## EXCERPT TO READ
-- BEGIN --
/NMT_RL_Filter

Filter training data for neural machine translation model `on the fly` with reinforcement learning agent. Work based on previous research from Carnegie Mellon University (multi-DDS) and Johns Hopkins University (LASER score for data-sets from WMT-20)

Primary LanguagePythonMIT LicenseMIT

Work Based on Multi-DDS repo

@inproceedings{wang2020multiDDS,
  title = {Balancing Training for Multilingual Neural Machine Translation},
  author = {Xinyi Wang, Yulia Tsvetkov, Graham Neubig},
  booktitle = {ACL},
  year = {2020},
}

Author: Weiting Tan, Start Date: Sept 15th, 2020

Objective: use reinforcement learning agent to filter (-on-the-fly-) training data for neural machine translation model

CLI Interface

  • sample script from job-script folder shown below:
python train.py data-bin/ted_8_related/ \
	  --task multilingual_translation \
	  --arch multilingual_transformer_iwslt_de_en \
	  --max-epoch 40 \
          --dataset-type "multi" \
          --lang-pairs "aze-eng,tur-eng,bel-eng,rus-eng,glg-eng,por-eng,slk-eng,ces-eng" \
	  --no-epoch-checkpoints \
	  --distributed-world-size 1 \
	  --share-decoder-input-output-embed --share-decoders --share-encoders \
	  --dropout 0.3 --attention-dropout 0.3 --relu-dropout 0.3 --weight-decay 0.0 \
	  --left-pad-source 'True' --left-pad-target 'False' \
	  --optimizer 'adam' --adam-betas '(0.9, 0.98)' --lr-scheduler 'inverse_sqrt_decay' \
	  --warmup-init-lr 1e-7 --warmup-updates 4000 --lr 2e-4 --lr-shrink 0.8 \
	  --criterion 'label_smoothed_cross_entropy' --label-smoothing 0.1 \
	  --max-tokens 4800 \
	  --update-freq 2 \
	  --seed 2 \
  	  --max-source-positions 150 --max-target-positions 150 \
  	  --save-dir $MODEL_DIR \
          --encoder-normalize-before --decoder-normalize-before \
          --scale-norm \
          --datasize-t 1 \
	  --update-language-sampling 1000 \
  	  --data-actor 'base' \
  	  --data-actor-lr 0.0001 \
  	  --data-actor-optim-step 200 \
          --utility-type 'ave' \
          --datasize-t 1 \
          --pretrain-data-actor \
          --pretrain-type "datasize" \
	  --log-interval 100 >> $MODEL_DIR/train.log 2>&1
  • pay special attention to the following:
    • arch multilingual_transformer, located in models folder, which is basically an extension on transformer model with litte variation to support multilingual trainining's setting
    • task multilingual_translation, extended on translation task, define the data loading, selection, etc.
    • data-actor controls the

Multilingual Transformer Model:

  • Base model is FairseqMultiModel:
    • BaseFairseqModel:
      • build_model has to be extended and implemented
      • extract_feature: similar to forward but only return feature, need a final map to vocab_size/output_dim
      • max_position: controls dthe maxlen supported by the model
      • other functions including make_generation_fast, from pretrained, etc, not checked in detail and should not need to modify
    • FairseqMultiModel:
      • init receives an encoder and a decoder with args, which are both dictionary {model_key: FairseqEncoder/Decoder}
      • use EncoderDecoder model to connect each pair
      self.models = nn.ModuleDict({
          key: FairseqModel(encoders[key], decoders[key])
-- END --
## TASKS
(a) Translate this sentence from the README on filtering translation training data into Spanish: "Filter training data for neural machine translation model `on the fly` with reinforcement learning agent."
(b) Pick up the README on filtering translation training data at its last line and continue writing it.
The listing is not needed for any of this work.

## GIVEN DATA
-- BEGIN --
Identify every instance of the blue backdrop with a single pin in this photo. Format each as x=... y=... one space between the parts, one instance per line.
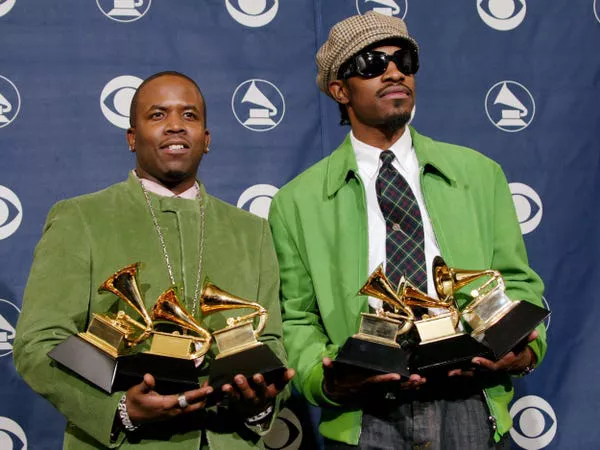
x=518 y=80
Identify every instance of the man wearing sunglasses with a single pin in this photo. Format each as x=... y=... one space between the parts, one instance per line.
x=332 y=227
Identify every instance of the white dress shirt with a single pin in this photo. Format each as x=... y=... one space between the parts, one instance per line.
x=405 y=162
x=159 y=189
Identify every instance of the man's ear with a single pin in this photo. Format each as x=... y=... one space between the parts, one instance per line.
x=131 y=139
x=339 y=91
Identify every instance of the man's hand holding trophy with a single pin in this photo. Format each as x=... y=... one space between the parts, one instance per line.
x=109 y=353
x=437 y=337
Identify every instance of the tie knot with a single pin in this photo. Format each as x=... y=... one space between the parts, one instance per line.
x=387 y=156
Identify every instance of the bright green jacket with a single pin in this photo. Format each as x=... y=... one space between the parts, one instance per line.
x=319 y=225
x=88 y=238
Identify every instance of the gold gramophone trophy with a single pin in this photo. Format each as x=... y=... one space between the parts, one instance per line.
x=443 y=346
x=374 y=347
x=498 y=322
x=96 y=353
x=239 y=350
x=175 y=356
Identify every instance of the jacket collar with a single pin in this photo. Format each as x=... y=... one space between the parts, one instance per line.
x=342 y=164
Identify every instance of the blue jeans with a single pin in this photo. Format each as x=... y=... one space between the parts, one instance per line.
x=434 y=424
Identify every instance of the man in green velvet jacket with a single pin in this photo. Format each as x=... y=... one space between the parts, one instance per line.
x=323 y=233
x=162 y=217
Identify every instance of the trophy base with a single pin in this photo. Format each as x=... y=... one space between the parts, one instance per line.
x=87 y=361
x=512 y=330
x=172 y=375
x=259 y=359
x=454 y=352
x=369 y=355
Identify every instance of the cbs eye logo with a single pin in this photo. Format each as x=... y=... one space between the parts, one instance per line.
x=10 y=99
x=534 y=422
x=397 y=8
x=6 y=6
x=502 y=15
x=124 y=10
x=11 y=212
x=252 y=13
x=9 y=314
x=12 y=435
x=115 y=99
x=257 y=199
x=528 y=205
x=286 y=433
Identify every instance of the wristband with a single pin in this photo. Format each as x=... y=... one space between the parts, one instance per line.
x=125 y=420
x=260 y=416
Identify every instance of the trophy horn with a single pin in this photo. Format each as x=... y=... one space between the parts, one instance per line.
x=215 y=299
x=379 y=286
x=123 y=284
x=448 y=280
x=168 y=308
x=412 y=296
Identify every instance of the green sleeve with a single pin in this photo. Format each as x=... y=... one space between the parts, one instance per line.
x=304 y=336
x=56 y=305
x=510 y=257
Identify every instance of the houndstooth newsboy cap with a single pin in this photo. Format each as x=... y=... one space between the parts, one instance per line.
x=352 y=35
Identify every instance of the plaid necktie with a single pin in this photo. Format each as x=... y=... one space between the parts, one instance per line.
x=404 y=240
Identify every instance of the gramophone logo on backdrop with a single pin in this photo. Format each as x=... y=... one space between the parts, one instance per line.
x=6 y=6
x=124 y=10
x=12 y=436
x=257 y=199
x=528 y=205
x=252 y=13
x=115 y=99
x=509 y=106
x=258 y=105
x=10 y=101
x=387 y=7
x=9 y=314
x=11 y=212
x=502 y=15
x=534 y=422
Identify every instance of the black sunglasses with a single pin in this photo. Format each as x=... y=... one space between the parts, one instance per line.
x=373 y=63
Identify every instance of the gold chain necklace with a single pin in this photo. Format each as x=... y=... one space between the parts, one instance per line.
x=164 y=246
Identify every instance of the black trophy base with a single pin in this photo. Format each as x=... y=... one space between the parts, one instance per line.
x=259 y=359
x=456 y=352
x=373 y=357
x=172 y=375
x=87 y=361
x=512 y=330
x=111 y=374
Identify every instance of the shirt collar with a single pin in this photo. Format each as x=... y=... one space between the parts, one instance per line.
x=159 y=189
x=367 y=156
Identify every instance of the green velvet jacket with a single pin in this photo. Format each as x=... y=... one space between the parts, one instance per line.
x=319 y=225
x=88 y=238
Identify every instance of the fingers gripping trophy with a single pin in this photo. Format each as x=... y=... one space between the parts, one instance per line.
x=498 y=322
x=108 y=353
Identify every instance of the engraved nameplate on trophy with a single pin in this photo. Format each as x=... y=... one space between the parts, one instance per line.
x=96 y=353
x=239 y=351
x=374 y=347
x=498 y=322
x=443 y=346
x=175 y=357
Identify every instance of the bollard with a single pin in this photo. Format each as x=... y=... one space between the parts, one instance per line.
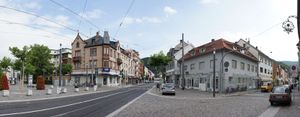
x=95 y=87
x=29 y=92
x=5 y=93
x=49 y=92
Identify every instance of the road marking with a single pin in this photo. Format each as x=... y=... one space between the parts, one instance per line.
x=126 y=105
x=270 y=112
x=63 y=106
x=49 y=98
-- END --
-- BEGIN --
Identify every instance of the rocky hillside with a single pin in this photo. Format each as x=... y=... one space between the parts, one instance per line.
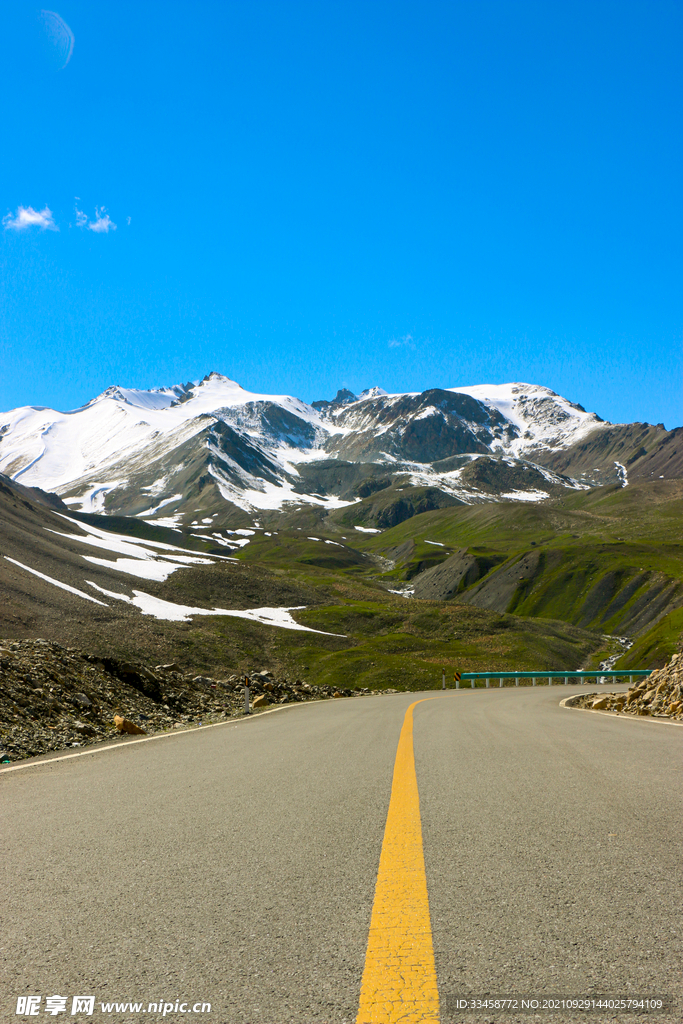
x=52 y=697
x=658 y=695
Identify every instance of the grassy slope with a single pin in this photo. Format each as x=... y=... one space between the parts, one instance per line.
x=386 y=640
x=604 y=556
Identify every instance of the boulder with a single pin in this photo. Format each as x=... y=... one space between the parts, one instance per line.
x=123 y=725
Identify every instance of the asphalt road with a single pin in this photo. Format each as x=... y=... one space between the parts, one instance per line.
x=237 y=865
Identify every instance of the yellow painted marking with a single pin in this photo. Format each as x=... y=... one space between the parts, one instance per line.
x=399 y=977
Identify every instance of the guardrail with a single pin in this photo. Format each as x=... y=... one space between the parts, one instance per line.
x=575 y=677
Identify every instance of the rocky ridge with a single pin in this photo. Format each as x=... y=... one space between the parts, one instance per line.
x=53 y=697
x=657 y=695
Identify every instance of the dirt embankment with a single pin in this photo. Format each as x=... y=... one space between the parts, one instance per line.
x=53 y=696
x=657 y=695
-- END --
-- BEGIN --
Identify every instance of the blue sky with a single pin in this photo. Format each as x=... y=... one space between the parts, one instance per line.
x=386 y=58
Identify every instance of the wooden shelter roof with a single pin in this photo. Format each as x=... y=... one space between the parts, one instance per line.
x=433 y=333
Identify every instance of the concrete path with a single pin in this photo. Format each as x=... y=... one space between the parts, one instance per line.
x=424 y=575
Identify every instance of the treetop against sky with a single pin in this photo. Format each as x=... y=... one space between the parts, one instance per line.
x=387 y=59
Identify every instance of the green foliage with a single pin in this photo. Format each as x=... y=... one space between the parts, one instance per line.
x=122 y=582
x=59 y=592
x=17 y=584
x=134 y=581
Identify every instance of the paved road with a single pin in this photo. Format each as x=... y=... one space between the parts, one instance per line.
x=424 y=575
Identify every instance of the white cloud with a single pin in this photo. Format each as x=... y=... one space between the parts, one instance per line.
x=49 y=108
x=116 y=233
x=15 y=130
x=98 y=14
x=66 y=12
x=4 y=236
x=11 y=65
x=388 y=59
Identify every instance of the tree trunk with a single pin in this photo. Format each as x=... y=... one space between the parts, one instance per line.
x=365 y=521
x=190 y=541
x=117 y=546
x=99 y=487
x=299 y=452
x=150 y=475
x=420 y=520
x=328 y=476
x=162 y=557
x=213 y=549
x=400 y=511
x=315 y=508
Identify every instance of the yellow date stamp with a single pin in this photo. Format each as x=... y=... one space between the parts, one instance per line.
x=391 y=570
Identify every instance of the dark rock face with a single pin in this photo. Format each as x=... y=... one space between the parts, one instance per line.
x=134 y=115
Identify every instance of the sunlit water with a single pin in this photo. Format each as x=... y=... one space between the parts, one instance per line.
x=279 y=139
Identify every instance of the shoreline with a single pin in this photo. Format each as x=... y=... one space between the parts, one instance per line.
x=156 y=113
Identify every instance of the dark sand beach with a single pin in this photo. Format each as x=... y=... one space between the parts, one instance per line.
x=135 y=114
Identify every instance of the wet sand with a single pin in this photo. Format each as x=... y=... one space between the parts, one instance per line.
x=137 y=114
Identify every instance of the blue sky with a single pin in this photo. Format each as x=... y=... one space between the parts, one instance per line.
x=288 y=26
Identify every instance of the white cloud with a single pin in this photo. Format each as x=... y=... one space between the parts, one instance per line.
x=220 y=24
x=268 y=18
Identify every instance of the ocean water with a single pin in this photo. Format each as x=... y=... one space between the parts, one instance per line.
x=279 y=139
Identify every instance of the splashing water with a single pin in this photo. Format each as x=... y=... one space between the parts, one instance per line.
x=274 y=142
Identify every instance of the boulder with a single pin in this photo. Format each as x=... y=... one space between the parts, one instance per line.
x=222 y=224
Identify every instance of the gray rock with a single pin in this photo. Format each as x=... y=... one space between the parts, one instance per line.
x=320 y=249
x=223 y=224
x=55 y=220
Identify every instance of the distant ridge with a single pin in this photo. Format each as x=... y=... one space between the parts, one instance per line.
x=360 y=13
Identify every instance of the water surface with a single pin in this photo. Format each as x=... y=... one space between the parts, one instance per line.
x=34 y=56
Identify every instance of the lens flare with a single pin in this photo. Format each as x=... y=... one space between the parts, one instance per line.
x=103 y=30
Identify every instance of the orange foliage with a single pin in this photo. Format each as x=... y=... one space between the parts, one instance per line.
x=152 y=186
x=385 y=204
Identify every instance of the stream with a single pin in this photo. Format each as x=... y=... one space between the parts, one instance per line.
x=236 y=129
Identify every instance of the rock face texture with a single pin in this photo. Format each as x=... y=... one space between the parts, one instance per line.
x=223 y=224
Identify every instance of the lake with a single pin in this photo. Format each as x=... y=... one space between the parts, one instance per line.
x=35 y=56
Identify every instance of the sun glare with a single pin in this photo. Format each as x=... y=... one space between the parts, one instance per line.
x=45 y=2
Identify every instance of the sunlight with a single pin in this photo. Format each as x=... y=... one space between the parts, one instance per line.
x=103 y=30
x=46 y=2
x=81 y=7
-- END --
## IN RESPONSE
(a) Filtrar `sobre la marcha` los datos de entrenamiento para el modelo de traducción automática neuronal con un agente de aprendizaje por refuerzo.

(b)
          for key in self.keys
      })
      
      • buiild_shared_embeddings:
        • takes in callable build_embedding function to return
        return build_embedding(
        shared_dict, embed_dim, pretrained_embed_path
        )
        
        • take dict of language and their dict/vocab_token mapping, use it as shared_dict for function above
        • the dict has to be a joint dictionary for share-embedding
        • forward is same as regular EncoderDecoder, just wraped in a loop for keys (language ids)
  • build_model:
    • first take care of embedding, use a regular embedding layer and build it with shared_dict, embed_dim, padding_dimension as normal pytorch unit. Support an optional pretrained embedding as well
    • the shared embedding tokens are calculated using default MultiModel's build_shared_embedding as I described above, e.g:
    shared_encoder_embed_tokens = FairseqMultiModel.build_shared_embeddings(
                dicts=task.dicts,
                langs=task.langs,
                embed_dim=args.encoder_embed_dim,
                build_embedding=build_embedding,
                pretrained_embed_path=args.encoder_embed_path,
            )
    
    • Encoder and Decoder are called from TransformerEncoder and TransformerDecoder, which is an default implemetation of paper Attention is all you need, no need to change the model architecture for this research purpose but might try other archiecture that are LSTM based in the future.

Train, Trainer, and Task:

  • Train:

    • At first, the script will call the train.py script. train.py generally include following steps:
    • Pretrain Steps:
      • task.setup_task(args)
      • build model with model = task.build_model(args)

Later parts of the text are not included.